▶ Instructions for the task: Output, word for word, the passage of the statutory text that runs from "<< CT ST § 12-815a" up to and including "of this section.".

▶ Provided text:
Sec. 37. Section 29-223a of the general statutes is repealed and the following is substituted in
lieu thereof (Effective July 1, 2005):

                                   << CT ST § 29-223a >>

(a) No person shall engage in, practice or offer to perform the work of a hoisting equipment
operator, except as provided in subsection (b) or (c) of this section, who is not the holder of
a valid crane operator's license or hoisting equipment operator's license issued by the board.
Each licensed hoisting equipment operator shall carry his or her license on his or her person
when operating hoisting equipment. No person may engage in, practice or perform the work
9
    C.G.S.A. § 12-285 et seq.
10
     C.G.S.A. § 12-330a et seq.
of a hoisting equipment operator apprentice unless he has obtained a certificate of
registration from the board. An apprentice's certificate may be issued for the performance of
work of a hoisting equipment operator for the purpose of training, which work may be
performed only under the supervision of a licensed hoisting equipment operator.
(b) The provisions of this section shall not apply to: (1) Any person engaged in the
occupation of hoisting equipment operator in the state on October 1, 2003, provided such
person shall be required to obtain a license not later than one year of October 1, 2004, (2)
engineers under the jurisdiction of the United States, (3) engineers or operators employed by
public utilities or industrial manufacturing plants, or (4) persons engaged in boating, fishing,
agriculture or arboriculture.
(c) On or after October 1, 2003, but not later than October 1, 2005, the board shall issue a
license for a hoisting equipment operator to any person who provides a notarized statement
from the person's employer indicating the dates and duties of employment operating such
equipment or proof of ownership and control of a company utilizing such equipment.
Sec. 38. Section 12-815a of the general statutes is repealed and the following is substituted in
lieu thereof (Effective from passage):

                                   << CT ST § 12-815a >>

(a) The executive director of the Division of Special Revenue shall issue vendor, affiliate and
occupational licenses in accordance with the provisions of this section.
(b) No person or business organization awarded a primary contract by the Connecticut
Lottery Corporation to provide facilities, components, goods or services that are necessary
for and directly related to the secure operation of the activities of said corporation shall do
so unless such person or business organization is issued a vendor license by the executive
director of the Division of Special Revenue. For the purposes of this subsection, "primary
contract" means a contract to provide facilities, components, goods or services to said
corporation by a person or business organization (1) that provides any lottery game or any
online wagering system related facilities, components, goods or services and that receives or,
in the exercise of reasonable business judgment, can be expected to receive more than
seventy-five thousand dollars or twenty-five per cent of its gross annual sales from said
corporation, or (2) that has access to the facilities of said corporation and provides services
in such facilities without supervision by said corporation. Each applicant for a vendor license
shall pay a nonrefundable application fee of two hundred dollars.
(c) No person or business organization, other than a shareholder in a publicly traded
corporation, may be a subcontractor for the provision of facilities, components, goods or
services that are necessary for and directly related to the secure operation of the activities of
the Connecticut Lottery Corporation, or may exercise control in or over a vendor licensee
unless such person or business organization is licensed as an affiliate licensee by the
executive director. Each applicant for an affiliate license shall pay a nonrefundable
application fee of two hundred dollars.

▶ Data:
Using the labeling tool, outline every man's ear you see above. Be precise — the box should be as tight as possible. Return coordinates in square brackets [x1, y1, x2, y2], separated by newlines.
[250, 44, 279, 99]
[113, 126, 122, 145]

▶ Answer to this task:
<< CT ST § 12-815a >>

(a) The executive director of the Division of Special Revenue shall issue vendor, affiliate and
occupational licenses in accordance with the provisions of this section.